課題 A = 以下の記録から「flower」という文字列を含む行をすべて探し出し、書き写してください。大文字と小文字は区別する。

抜粋文 =
____

男女共同参画推進のための学び・キャリア形成に関する有識者会議(第3回)議事要旨

1.日時

平成30年1月31日(水曜日)10時00分~12時00分

2.場所

文部科学省生涯学習政策局会議室

3.議題

(1) 学びを通じた女性の社会参画について 
(2) その他

4.出席者

委員
大槻座長、小山内委員、櫻田委員、竹原委員

文部科学省
中野男女共同参画学習課長、宗近女性政策調整官、岡田専門官ほか

5.議事要旨

(1) 学びを通じた女性の社会参画について、事務局から資料1、参考資料に基づき説明の後、委員による意見交換が行われた。委員からの主な意見は以下のとおり。
各段階における方策
<学びの場への誘導>
○学びの場への誘導の対象が、社会参画へつながっていくために何かしたいが何をすればいいのかわからないといった層と、社会参画について関心が低い層へのアプローチが混在しているため、分けて考えるべき。前者は男女センターなどに行っている可能性があるが、後者はそのような場に行かないので、住民窓口からのアプローチが効果的である。
○学びの場への入り口としてネットを活用した情報提供が効果的ではないか。例えば、住民窓口で配布するリーフレットなどにQRコードをつけて、気軽にアクセスして気づきを与えるようなことが考えられる。
○「もやもや」の中身を、例えば社会に参画したいという気持ちとか、将来への漠然とした不安など具体的に記載するべき。
○PTAは1つの任意団体であるため、地域活動団体、NPOなどの1つとして書いてはどうか。他方、多くの保護者が集まるという点で、他の団体とは異なり、広く情報を届けられるという特長がある。また、積極的に参画している人と加入しているだけの人、有職者、無職者など、多様な人がいることに留意が必要。
○学びの場へ誘導するための効果的な情報提供として、自分が働いたとき、働かなかったときの生涯賃金や老後の生活への影響などリアルなデータを示してはどうか。
<自己発見・キャリアプランニング>
○マインドアップのための学びでも、具体的なプログラムの中に、子育て後の人生をイメージするなど、社会構造と照らして自分のいる位置を確認するプロセスを盛り込むべき。

____

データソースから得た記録
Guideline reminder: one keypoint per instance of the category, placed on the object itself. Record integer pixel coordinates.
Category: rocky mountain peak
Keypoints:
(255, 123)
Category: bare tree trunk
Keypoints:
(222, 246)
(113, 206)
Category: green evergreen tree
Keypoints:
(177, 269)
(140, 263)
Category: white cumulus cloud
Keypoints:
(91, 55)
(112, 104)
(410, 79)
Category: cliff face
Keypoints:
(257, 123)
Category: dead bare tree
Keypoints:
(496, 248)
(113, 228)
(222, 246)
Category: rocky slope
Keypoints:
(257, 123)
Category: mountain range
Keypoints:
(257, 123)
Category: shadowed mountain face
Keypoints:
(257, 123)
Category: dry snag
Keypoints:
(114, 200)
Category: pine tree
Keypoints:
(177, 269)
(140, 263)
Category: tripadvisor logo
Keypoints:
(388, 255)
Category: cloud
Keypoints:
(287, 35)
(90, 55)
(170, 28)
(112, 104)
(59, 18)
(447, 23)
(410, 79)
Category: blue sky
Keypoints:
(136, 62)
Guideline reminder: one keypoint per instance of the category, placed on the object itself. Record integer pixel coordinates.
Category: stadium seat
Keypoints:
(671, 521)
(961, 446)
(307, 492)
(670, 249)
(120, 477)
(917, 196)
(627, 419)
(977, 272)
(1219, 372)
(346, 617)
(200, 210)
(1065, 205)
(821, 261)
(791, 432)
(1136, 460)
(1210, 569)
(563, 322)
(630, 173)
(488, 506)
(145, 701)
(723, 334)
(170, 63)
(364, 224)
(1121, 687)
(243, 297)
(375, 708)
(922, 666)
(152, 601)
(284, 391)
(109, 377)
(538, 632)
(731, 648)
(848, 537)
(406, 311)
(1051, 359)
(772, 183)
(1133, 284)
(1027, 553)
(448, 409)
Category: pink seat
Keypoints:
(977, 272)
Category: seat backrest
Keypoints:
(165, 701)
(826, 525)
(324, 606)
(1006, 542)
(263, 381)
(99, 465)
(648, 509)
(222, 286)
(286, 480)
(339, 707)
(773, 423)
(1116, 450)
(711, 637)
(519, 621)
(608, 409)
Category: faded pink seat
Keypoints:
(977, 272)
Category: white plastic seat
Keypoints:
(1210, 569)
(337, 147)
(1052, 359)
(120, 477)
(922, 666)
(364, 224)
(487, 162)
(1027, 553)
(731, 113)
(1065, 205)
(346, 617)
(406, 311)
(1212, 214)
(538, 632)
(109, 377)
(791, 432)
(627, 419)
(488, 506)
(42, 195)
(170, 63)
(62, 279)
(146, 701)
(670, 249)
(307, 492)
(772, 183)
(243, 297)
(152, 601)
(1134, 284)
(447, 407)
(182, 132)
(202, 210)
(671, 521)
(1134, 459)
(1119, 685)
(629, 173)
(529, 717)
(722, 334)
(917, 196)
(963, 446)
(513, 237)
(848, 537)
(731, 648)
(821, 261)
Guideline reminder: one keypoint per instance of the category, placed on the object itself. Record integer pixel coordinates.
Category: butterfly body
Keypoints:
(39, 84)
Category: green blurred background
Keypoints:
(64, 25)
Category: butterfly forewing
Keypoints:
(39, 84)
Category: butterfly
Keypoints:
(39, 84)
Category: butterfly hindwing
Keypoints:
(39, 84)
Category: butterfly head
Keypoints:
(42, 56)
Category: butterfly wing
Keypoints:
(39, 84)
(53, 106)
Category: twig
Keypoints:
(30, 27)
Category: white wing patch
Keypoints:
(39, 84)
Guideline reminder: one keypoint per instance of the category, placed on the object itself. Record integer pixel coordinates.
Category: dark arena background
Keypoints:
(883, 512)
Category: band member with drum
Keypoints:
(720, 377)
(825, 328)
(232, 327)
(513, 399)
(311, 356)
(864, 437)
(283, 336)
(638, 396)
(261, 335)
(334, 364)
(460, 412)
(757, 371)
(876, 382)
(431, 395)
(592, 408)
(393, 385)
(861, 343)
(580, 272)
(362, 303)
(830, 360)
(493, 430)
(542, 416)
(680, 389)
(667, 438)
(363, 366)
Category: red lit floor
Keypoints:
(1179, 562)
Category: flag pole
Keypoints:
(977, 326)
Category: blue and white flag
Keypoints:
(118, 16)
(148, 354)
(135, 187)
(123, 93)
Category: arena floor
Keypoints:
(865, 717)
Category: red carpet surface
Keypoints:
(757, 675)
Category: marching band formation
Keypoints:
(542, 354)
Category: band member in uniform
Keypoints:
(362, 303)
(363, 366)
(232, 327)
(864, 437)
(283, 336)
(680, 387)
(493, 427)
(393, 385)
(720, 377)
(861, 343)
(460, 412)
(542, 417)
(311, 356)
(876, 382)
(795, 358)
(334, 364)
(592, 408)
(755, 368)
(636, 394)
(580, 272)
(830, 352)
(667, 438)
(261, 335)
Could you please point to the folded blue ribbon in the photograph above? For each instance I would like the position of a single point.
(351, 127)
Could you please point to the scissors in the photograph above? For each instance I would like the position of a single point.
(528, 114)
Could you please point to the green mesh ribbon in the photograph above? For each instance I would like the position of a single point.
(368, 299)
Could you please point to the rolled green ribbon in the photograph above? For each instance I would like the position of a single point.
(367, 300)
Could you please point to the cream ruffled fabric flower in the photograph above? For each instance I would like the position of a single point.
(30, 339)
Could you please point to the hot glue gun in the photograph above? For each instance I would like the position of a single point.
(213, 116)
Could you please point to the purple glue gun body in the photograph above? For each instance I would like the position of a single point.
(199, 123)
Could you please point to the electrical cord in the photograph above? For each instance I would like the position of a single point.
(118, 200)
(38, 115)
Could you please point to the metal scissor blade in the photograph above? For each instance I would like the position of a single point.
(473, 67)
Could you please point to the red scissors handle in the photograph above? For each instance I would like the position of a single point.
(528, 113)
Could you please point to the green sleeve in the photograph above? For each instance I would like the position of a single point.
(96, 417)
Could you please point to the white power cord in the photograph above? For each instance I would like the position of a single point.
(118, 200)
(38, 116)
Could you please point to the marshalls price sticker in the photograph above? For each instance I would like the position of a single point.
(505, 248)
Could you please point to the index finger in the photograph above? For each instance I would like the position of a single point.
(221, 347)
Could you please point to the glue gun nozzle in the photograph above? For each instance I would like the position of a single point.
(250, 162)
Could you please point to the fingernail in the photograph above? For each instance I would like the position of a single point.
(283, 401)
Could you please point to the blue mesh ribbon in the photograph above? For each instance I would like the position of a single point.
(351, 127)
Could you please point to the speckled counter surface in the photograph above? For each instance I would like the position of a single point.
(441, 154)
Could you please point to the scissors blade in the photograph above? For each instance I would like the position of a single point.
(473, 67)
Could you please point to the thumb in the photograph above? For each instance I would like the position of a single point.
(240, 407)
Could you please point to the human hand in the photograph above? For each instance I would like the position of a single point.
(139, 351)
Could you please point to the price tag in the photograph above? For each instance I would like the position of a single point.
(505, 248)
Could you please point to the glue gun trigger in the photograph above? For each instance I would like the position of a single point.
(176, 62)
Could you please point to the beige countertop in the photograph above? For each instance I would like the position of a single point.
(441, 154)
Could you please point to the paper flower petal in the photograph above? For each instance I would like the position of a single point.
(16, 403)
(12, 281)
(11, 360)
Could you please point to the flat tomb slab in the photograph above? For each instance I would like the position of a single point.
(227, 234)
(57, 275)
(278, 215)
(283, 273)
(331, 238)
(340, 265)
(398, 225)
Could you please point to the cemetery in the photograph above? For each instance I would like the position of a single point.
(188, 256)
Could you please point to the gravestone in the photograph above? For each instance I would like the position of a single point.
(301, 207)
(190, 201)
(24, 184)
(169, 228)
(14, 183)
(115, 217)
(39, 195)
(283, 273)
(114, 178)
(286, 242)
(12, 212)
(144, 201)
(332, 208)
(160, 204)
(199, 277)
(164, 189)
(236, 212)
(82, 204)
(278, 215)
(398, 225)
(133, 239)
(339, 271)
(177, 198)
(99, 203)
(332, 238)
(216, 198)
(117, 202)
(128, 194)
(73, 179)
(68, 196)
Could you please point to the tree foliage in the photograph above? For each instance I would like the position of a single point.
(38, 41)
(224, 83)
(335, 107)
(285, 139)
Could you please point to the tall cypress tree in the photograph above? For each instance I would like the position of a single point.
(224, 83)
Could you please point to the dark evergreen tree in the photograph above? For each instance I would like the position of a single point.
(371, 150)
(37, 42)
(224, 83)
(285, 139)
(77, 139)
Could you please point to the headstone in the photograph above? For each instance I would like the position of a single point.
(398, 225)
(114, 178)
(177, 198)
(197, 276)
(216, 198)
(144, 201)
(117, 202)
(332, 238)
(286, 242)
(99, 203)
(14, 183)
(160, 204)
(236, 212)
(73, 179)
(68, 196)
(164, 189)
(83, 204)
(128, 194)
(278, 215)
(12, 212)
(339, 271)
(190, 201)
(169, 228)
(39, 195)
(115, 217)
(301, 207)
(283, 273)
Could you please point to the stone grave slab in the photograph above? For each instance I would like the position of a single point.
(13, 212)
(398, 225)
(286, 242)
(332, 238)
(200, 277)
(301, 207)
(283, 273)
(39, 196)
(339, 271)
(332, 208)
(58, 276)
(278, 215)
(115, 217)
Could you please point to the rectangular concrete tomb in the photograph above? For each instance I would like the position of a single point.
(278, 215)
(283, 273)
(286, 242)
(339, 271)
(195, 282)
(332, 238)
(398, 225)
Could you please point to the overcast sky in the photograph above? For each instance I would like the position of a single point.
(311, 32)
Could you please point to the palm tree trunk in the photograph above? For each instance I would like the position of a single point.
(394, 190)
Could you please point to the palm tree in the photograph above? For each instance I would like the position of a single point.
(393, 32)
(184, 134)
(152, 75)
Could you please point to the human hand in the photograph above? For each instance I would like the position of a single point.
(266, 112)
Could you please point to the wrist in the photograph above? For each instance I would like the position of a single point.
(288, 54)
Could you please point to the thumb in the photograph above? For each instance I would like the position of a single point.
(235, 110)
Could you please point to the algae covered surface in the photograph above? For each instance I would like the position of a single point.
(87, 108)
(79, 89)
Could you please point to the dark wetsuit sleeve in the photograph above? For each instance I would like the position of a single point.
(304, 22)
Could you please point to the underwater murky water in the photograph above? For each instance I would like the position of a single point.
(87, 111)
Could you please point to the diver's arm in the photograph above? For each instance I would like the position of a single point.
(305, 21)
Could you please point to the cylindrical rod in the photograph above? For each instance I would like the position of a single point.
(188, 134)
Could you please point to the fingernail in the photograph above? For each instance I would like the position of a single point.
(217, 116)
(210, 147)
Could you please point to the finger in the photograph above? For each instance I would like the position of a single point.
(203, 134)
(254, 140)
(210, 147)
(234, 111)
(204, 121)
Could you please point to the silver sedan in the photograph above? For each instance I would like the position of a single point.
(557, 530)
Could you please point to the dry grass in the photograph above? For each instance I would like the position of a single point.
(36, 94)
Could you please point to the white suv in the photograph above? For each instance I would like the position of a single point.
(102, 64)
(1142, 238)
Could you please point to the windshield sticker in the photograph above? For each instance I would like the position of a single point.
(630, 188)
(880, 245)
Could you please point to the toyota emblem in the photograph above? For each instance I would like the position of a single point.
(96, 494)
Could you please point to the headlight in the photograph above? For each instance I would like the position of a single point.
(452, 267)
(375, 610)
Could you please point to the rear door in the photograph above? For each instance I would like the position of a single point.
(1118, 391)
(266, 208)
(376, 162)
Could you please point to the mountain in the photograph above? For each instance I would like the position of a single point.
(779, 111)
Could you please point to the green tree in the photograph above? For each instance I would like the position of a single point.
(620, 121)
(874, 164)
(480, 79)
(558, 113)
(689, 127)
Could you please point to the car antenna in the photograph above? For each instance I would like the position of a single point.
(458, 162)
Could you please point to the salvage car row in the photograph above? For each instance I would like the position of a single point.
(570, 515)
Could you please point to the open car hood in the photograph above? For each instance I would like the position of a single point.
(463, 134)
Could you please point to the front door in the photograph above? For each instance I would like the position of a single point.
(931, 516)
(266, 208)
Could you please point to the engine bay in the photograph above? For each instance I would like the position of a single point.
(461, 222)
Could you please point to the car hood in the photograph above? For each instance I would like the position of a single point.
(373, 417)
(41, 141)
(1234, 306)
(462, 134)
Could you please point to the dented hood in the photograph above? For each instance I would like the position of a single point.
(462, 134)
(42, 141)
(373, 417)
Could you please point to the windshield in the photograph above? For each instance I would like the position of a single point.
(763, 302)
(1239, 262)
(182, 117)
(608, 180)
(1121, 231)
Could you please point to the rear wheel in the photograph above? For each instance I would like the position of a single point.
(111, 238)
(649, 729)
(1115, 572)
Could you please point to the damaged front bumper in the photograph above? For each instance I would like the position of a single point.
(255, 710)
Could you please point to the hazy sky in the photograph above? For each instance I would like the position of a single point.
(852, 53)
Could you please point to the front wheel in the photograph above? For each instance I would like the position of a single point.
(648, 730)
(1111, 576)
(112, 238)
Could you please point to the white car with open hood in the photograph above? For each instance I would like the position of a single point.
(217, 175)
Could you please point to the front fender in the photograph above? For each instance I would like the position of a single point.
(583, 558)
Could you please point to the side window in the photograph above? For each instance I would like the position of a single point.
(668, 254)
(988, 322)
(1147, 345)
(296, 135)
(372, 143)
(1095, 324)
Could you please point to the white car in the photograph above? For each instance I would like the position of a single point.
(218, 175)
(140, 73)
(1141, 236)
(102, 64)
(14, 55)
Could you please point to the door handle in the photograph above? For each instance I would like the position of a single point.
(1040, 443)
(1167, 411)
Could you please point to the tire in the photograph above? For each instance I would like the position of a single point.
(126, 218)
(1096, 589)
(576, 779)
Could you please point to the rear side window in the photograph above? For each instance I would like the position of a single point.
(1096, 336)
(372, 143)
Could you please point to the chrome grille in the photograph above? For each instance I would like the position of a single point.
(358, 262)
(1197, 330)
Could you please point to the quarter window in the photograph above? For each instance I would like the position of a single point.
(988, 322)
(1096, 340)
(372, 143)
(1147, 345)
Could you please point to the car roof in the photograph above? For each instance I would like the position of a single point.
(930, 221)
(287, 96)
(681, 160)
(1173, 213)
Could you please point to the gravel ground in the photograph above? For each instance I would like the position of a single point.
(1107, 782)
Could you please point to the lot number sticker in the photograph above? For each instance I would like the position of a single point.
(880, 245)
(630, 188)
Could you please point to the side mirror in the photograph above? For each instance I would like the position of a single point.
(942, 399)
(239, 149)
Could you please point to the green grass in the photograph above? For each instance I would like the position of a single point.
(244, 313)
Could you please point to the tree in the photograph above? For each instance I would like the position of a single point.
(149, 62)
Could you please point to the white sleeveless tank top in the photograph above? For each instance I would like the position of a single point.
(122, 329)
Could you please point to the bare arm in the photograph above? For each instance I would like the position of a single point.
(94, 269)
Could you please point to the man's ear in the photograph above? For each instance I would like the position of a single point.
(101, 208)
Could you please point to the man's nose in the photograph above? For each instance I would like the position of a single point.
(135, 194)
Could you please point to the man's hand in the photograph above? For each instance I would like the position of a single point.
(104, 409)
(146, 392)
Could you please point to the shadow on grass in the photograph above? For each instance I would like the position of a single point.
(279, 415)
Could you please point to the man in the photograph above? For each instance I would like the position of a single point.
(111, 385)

____

課題 B = 上の議事要旨によると、この会議はどこで開かれたか。

解答全文 A =
Could you please point to the cream ruffled fabric flower in the photograph above? For each instance I would like the position of a single point.
Could you please point to the paper flower petal in the photograph above? For each instance I would like the position of a single point.

解答全文 B = 文部科学省生涯学習政策局会議室で開かれた。